An exact reproduction of the records is required, with all images left out.
(Data provided)
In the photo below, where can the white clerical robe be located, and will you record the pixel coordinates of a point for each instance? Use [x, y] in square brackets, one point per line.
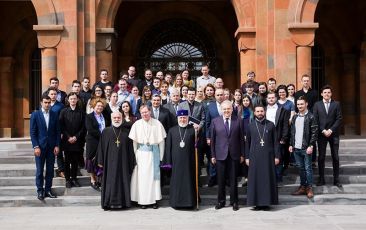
[145, 189]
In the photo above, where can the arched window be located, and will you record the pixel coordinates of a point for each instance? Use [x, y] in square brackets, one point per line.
[174, 45]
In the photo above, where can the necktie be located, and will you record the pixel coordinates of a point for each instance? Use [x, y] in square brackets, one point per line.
[327, 107]
[227, 125]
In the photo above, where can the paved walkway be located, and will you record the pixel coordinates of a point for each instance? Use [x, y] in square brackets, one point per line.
[305, 217]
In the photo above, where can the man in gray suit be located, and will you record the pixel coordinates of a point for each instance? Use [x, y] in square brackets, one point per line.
[195, 109]
[227, 150]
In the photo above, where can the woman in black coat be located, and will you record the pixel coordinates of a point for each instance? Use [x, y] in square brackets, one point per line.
[72, 120]
[95, 122]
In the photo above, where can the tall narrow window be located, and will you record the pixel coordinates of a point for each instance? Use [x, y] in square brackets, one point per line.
[317, 67]
[35, 81]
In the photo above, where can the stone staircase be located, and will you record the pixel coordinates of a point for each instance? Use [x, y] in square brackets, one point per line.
[17, 181]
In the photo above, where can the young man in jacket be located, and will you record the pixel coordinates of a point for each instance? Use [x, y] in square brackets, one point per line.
[304, 132]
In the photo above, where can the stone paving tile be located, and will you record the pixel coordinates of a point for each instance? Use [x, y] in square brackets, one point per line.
[322, 217]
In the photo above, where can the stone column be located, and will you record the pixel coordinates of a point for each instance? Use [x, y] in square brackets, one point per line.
[247, 49]
[362, 87]
[104, 52]
[6, 99]
[49, 36]
[303, 36]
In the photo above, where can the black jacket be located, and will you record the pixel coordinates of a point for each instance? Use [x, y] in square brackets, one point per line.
[310, 135]
[72, 124]
[332, 120]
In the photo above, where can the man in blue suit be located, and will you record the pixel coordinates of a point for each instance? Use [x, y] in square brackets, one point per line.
[45, 136]
[213, 110]
[227, 150]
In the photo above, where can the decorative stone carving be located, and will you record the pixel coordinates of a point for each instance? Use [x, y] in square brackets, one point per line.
[49, 36]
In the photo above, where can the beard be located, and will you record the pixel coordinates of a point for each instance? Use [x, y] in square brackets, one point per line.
[260, 117]
[182, 124]
[116, 124]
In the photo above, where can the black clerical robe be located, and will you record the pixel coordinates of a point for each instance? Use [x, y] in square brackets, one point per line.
[262, 185]
[118, 163]
[182, 160]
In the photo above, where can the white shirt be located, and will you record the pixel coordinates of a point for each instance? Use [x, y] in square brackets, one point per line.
[204, 80]
[46, 116]
[326, 104]
[122, 96]
[229, 120]
[219, 108]
[271, 113]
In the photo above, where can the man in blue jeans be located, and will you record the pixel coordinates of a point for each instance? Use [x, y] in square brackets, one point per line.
[304, 130]
[45, 136]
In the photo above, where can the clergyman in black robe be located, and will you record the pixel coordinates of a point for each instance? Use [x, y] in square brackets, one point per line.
[115, 156]
[261, 156]
[180, 155]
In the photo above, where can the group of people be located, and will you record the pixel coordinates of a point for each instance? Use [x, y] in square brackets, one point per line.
[142, 134]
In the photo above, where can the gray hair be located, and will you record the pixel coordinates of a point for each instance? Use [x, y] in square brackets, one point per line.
[115, 113]
[226, 103]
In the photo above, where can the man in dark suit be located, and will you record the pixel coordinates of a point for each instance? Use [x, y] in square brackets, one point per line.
[160, 113]
[146, 81]
[280, 117]
[227, 150]
[213, 110]
[195, 109]
[328, 115]
[61, 95]
[45, 136]
[173, 105]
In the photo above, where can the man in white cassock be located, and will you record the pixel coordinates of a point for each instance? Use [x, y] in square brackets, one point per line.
[148, 136]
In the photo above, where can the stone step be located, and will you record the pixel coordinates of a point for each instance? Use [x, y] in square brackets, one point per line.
[346, 168]
[88, 191]
[207, 201]
[85, 180]
[30, 181]
[28, 158]
[58, 190]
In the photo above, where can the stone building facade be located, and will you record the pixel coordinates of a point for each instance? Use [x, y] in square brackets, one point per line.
[284, 39]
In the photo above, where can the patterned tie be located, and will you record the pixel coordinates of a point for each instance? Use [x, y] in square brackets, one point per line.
[327, 107]
[227, 125]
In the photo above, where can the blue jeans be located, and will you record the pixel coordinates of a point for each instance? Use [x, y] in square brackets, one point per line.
[47, 157]
[303, 161]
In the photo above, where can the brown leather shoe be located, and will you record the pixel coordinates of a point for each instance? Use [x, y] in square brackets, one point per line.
[300, 191]
[309, 192]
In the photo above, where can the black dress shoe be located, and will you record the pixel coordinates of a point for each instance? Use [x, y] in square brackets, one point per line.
[50, 195]
[235, 206]
[94, 186]
[212, 182]
[320, 182]
[40, 196]
[339, 185]
[75, 183]
[219, 206]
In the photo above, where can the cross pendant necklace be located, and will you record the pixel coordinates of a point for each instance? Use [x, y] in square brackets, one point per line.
[259, 134]
[117, 137]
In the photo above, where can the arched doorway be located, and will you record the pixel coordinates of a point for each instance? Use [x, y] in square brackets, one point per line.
[174, 45]
[18, 41]
[172, 36]
[340, 40]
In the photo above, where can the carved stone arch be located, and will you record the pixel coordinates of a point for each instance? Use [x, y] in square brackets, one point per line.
[46, 12]
[106, 13]
[302, 11]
(End Data provided)
### Solved problem
In the photo below, where can the white clerical robe be located, and will you record the pixel coordinates of a point for each instance? Use [x, y] in square brackets, one point per line.
[145, 189]
In the photo above, where can the arched window be located, and will you record the pixel coordinates of a point for each instance? Use [x, y] in square brackets, one point per line.
[174, 45]
In the photo above, where can the necktie be located, and will you record the pixel coordinates of a point for each instance? Use [x, y] in square brackets, one point per line.
[327, 107]
[227, 125]
In the photo above, where can the paved walkway be located, and will you record the pixel coordinates of a point for each instance? Use [x, y] in square brackets, one point per line.
[305, 217]
In the photo above, where can the man in gray suit be located, and will you record the pixel coordinates of a point for each instance? Use [x, y] in square brackets, one point per line.
[195, 109]
[227, 150]
In the photo above, where can the woman in black coat be located, and will you record the pixel coordinates of a point for each instance? Use [x, y] in square brackets, one point per line.
[72, 120]
[95, 122]
In the photo above, where can the tall narrow window be located, and will you record the pixel coordinates of a point for each instance? Use [x, y] in square brackets, one point per line.
[317, 67]
[35, 81]
In the photo above, where can the stone staircase be located, and will you record the pixel coordinates of a point for each instance? Use [x, y] in square brackets, one point per line.
[17, 181]
In the photo above, where can the young man in jacket be located, and will you record the pixel coordinates of a point for each instance? Use [x, y] in square brackets, one point per line.
[304, 132]
In the photo above, where can the stone paving tile be located, and will you record the pixel coordinates of a point for each instance? Use [x, y] in square brackets, one point per line.
[322, 217]
In the photo above, where can the stone column be located, and will you record the pixel coordinates of a point for each instance? Use [x, y] in square brackets, one point per line.
[247, 49]
[362, 87]
[104, 52]
[6, 99]
[49, 36]
[303, 36]
In the photo above, where can the black jacket be located, and will you record the pixel coordinates of a point for each instance? Use [x, y] in square brackets, one point per line.
[310, 135]
[72, 124]
[332, 120]
In the photo above, where can the man in blue suit be located, and will you record the pixel coordinates of a point for each instance? Use [x, y] in square brackets, one point per line.
[45, 136]
[213, 110]
[227, 150]
In the photo above, where can the decorative stone carving be located, and will you record the pixel coordinates of a point for each instance? Use [x, y] in square brackets, one point per line.
[49, 36]
In the photo above, where can the beard be located, and will you record the pixel coordinates of a point for each instance? Use [x, y] in square brackets, one point per line.
[260, 117]
[182, 124]
[116, 124]
In the photo above, where can the black clerical robe be located, and will you record the pixel coordinates of a point for each instance? Use [x, y] in square brackets, one point per line.
[262, 185]
[118, 163]
[182, 160]
In the photo above, where can the white shirt be located, and will you record the pixel coordinates of a point for each instance? Use [x, y] in square brackets, one point per line.
[204, 80]
[46, 116]
[326, 104]
[122, 96]
[229, 120]
[219, 108]
[271, 113]
In the photo above, where can the man in blue jeans be located, and will you record the pixel coordinates of a point for each instance? Use [x, y] in square brackets, one point per line.
[304, 130]
[45, 136]
In the photo above, where can the clergyman in black robe be located, and will you record the pixel coordinates of a point for each instance? Use [x, y] in square brackets, one point per line.
[115, 156]
[261, 156]
[180, 155]
In the photo above, where can the group of people be located, and will you record the pixel coordinates of a point for each instance? Use [x, y] in square brackets, one point per line.
[142, 134]
In the photo above, where can the gray hair be located, and will you record the pixel coordinates of a point for each instance? Use [x, y] in square brackets, one point per line.
[115, 113]
[226, 103]
In the photo above, where can the man in dark suit be located, and will you record the pixel coordinates of a point for each instance? Use [x, y] in square brackets, one point per line.
[160, 113]
[146, 81]
[280, 117]
[227, 150]
[213, 110]
[195, 109]
[328, 115]
[61, 95]
[45, 136]
[173, 105]
In the photo above, where can the man in white cassock be located, and will you record the pixel coordinates of a point for each instance? Use [x, y] in square brackets, one point per line.
[148, 136]
In the photo above, where can the stone step be located, and will you record the pixel coordinates of a point for each instance? Use [x, y] in square brackets, one point per line.
[346, 168]
[88, 191]
[207, 201]
[85, 180]
[30, 181]
[28, 158]
[58, 190]
In the photo above, where can the stone building facade be located, and will you record the pixel coordinates of a point for each instance? Use [x, y] in square brackets, one point per line.
[284, 39]
In the photo above, where can the patterned tie be located, and will you record the pixel coordinates of a point for each instance? Use [x, y] in square brackets, one point per line.
[327, 107]
[227, 125]
In the photo above, where can the blue jeans be located, and will you record the pixel coordinates of a point for each instance? Use [x, y] in square brackets, one point per line.
[47, 157]
[303, 161]
In the photo above, where can the brown leather shoe be located, and will you record the pixel coordinates of a point for each instance? Use [x, y] in square brackets, one point per line.
[300, 191]
[309, 192]
In the photo above, where can the black dress shoe be located, and will you record the pixel coordinates of a point for each instance? Use [x, y] in square brackets, one point per line.
[50, 195]
[235, 206]
[94, 186]
[212, 182]
[320, 182]
[40, 196]
[339, 185]
[75, 183]
[219, 206]
In the photo above, where can the cross pendant necklace be located, and will you record the pixel coordinates of a point for each instance? Use [x, y] in square brackets, one point per line.
[259, 134]
[117, 137]
In the photo above, where can the arched doorway be located, and will you record the pixel coordinates of a point for each instance? Use [x, y] in square brackets, one point per line.
[174, 45]
[18, 41]
[172, 36]
[340, 40]
In the photo above, where can the carved stone arch be located, and will you record the pixel coordinates of a point for each instance? Use [x, y] in square brackets, one point per line.
[46, 12]
[106, 13]
[302, 11]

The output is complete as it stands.